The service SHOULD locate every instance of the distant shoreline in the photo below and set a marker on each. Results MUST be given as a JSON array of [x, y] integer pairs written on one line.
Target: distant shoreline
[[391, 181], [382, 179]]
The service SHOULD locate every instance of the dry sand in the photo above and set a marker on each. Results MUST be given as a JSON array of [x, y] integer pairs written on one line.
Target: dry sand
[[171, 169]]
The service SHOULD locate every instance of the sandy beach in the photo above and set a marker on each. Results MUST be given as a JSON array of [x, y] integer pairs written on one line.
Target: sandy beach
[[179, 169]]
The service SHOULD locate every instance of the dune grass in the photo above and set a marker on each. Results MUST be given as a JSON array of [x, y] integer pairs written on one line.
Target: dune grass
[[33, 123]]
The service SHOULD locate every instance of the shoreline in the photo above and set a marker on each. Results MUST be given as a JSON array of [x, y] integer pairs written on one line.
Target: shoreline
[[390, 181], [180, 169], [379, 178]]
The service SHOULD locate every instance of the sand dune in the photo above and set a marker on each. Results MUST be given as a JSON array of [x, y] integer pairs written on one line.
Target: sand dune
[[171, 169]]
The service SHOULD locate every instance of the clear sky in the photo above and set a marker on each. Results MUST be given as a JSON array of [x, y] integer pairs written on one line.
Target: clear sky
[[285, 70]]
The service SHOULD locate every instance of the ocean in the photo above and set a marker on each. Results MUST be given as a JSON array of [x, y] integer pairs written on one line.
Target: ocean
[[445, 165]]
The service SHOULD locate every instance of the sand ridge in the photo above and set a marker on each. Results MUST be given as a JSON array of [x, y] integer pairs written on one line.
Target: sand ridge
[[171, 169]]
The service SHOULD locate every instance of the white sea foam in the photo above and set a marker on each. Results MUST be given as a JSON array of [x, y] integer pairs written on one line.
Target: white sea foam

---*---

* **Problem to solve**
Reproduce every line above containing "white".

* **Task result**
The service SHOULD locate every instance of the white sea foam in the photo above and set a marker on each. Results MUST be given as a JSON array of [x, y] integer pairs written on one line.
Target: white sea foam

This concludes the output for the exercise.